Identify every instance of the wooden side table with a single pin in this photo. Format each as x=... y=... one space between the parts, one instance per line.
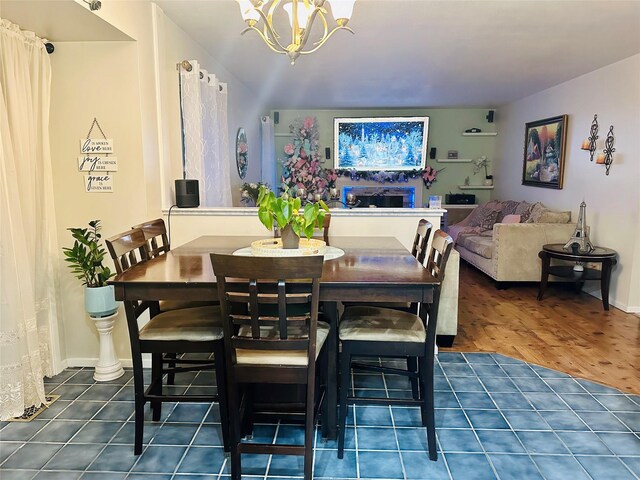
x=605 y=256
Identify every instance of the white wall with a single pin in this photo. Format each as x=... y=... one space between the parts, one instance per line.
x=613 y=202
x=94 y=79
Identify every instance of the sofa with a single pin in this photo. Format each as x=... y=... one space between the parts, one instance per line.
x=503 y=238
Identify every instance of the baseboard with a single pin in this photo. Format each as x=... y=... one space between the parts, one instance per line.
x=91 y=362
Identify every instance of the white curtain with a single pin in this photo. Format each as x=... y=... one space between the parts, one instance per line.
x=206 y=135
x=269 y=154
x=28 y=247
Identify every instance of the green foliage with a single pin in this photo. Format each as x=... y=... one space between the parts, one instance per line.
x=286 y=210
x=86 y=256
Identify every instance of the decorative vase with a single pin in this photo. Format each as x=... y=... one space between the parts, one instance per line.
x=289 y=238
x=100 y=301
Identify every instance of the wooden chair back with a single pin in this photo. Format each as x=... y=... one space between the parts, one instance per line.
x=252 y=298
x=440 y=249
x=155 y=232
x=128 y=248
x=421 y=240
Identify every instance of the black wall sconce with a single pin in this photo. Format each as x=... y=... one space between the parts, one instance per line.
x=590 y=143
x=606 y=157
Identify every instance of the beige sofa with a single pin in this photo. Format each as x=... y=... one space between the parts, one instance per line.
x=508 y=252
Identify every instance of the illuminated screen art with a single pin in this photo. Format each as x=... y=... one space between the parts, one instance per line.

課題内容: 上のデータのうち、「Identify every instance of the sofa」を含む行から「x=100 y=301」を含む行までを、「baseboard」を「skirting board」に入れ替えて書き出してもらえますか？それ以外は一切変えないでください。

回答:
Identify every instance of the sofa with a single pin in this photo. Format each as x=... y=... one space between the parts, one instance per line.
x=503 y=238
Identify every instance of the skirting board with a single pin in this photo. Format each as x=... y=... one space between the parts, one instance per line.
x=91 y=362
Identify every instance of the white curtain with a single pin in this photo. Format each as x=... y=... one space between the parts, one instance per line.
x=206 y=135
x=269 y=154
x=28 y=247
Identify every instance of the green foliage with a single pin in this photo. Format each as x=... y=... one space between the parts, one instance per line.
x=286 y=210
x=86 y=256
Identify every instance of the decorative vase with a single pin in this photo. Format each as x=... y=... one space between the parts, one instance per line.
x=289 y=238
x=100 y=301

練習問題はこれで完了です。